* _RETO A_
Muestra cada línea de las filas que contenga la palabra "covered".

* _FRAGMENTO DEL TEXTO_
Ninguno de los participantes aceptó hacerlo. Así que finalmente, Darling amenazó: “Vamos a destruir todos los robots a no ser que alguien destruya con un hacha uno de ellos”. Entonces, una mujer se puso de pie, tomó el hacha y le dio un golpe al robot en el cuello. Toda la habitación se estremeció. “Fue mucho más dramático de lo que nunca habíamos anticipado».
No se trata solo de una anécdota. En un estudio, investigadores de la Universidad de Duisburg-Essen en Alemania utilizaron un escáner de resonancia magnética funcional para analizar las reacciones de las personas ante un vídeo de alguien que torturaba un dinosaurio robótico Pleo: asfixiándolo, metiéndolo dentro de una bolsa de plástico o golpeándolo.
La psicóloga Astrid Rosenthal-von der Pütten y sus colegas descubrieron que los participantes experimentaban una sensación de empatía al ver a un robot sometido a tortura. Las respuestas fisiológicas y emocionales que midieron fueron mucho más fuertes de lo esperado, a pesar de ser conscientes de que estaban viendo un robot.
Este tipo de reacciones se advierten en las redes sociales cada vez que la compañía Boston Dynamics sube un nuevo vídeo de uno de sus robots que reciben patadas y tirones para demostrar que pueden lidiar con fuerzas imprevistas.
En 2015, incluso la organización por los derechos de los animales PETA se pronunció: “Si bien es mucho mejor patear a un robot de cuatro patas que a un perro real, la mayoría de las personas razonables consideran que incluso la idea de tal violencia es inapropiada”. Sin mencionarlo, hacían referencia al argumento de la serie Westworld, sobre un alzamiento robótico luego de décadas de subyugación.
En ese sentido se creó la campaña Stop Robot Abuse: “¡Actúa junto con nosotros para detener el abuso y la crueldad hacia los robots! ¡El abuso de robots es un problema real y debe detenerse inmediatamente! Únase y ayúdenos enseñando a los niños humanos cómo manejar mejor los robots desde una edad temprana”.
Sin embargo, el problema con la tortura de un robot no tiene nada que ver con el robot en sí, sino con los valores sociales y los impulsos de las personas que ven tal espectáculo.
La apariencia de las máquinas juega un papel importante en cómo las tratamos. En 2016, investigadores de la Universidad de Stanford descubrieron que la gente se siente realmente incómoda cuando se les pide tocar las partes íntimas de un robot. “La gente responde a los robots de una manera primitiva y social”, dice la Jamy Li, una de las autoras del estudio. “Las convenciones sociales sobre tocar las partes privadas de otra persona se aplican también a las partes del cuerpo de un robot».
En muchos casos, las percepciones que tienen las personas sobre lo que es y es capaz de hacer un robot provienen de la ficción. “Creo que estamos muy atrapados en las ideas de ciencia ficción y la cultura pop de lo que la inteligencia artificial y los robots pueden hacer o no pueden hacer –señala Darling–. Las personas a veces sobrestiman o subestiman lo que la tecnología puede hacer».

* _RETO B_
Cambia "patadas" por "empujones" en el texto sobre los robots y escribe de nuevo el tramo entre "Este tipo de" y "con fuerzas imprevistas.", ambos incluidos.

* _DATOS REGISTRADOS_
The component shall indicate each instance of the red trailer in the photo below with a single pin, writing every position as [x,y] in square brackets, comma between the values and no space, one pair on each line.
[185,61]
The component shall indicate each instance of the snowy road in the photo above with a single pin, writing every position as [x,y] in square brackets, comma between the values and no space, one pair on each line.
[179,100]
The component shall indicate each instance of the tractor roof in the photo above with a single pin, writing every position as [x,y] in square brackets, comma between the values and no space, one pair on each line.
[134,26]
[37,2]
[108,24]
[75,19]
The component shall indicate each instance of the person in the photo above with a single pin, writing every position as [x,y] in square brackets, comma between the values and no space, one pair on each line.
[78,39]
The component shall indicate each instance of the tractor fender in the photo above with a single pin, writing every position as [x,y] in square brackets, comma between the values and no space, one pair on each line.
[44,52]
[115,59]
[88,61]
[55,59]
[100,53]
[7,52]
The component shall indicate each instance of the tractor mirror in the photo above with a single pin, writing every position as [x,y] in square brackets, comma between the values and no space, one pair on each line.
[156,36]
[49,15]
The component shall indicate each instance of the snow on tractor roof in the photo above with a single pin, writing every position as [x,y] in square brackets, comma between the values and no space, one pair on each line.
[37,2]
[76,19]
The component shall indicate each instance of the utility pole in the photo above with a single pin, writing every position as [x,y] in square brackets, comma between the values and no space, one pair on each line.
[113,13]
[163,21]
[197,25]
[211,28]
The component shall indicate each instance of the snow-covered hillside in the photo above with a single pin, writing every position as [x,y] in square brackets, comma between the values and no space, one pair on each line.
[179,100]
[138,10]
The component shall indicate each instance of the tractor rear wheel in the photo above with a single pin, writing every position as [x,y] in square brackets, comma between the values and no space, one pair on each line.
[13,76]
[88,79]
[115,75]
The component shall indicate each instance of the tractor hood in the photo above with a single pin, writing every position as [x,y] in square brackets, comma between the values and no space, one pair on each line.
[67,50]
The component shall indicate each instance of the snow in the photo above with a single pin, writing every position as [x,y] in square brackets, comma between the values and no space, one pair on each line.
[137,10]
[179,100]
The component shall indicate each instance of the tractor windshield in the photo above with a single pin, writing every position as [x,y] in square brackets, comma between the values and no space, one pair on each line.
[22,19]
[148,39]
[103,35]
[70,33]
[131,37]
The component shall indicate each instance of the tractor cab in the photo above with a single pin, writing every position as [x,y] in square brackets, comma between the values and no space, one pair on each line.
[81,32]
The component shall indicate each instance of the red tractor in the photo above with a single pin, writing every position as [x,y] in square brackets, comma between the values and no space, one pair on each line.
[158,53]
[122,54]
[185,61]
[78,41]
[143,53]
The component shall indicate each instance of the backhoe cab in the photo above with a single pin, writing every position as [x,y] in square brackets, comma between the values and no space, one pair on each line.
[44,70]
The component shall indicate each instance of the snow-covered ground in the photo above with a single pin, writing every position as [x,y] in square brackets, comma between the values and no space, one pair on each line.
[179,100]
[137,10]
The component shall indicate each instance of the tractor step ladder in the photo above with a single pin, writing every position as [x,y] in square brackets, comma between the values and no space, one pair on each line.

* _RESPUESTA COMPLETA A_
The component shall indicate each instance of the snow-covered hillside in the photo above with a single pin, writing every position as [x,y] in square brackets, comma between the values and no space, one pair on each line.
The component shall indicate each instance of the snow-covered ground in the photo above with a single pin, writing every position as [x,y] in square brackets, comma between the values and no space, one pair on each line.

* _RESPUESTA COMPLETA B_
Este tipo de reacciones se advierten en las redes sociales cada vez que la compañía Boston Dynamics sube un nuevo vídeo de uno de sus robots que reciben empujones y tirones para demostrar que pueden lidiar con fuerzas imprevistas.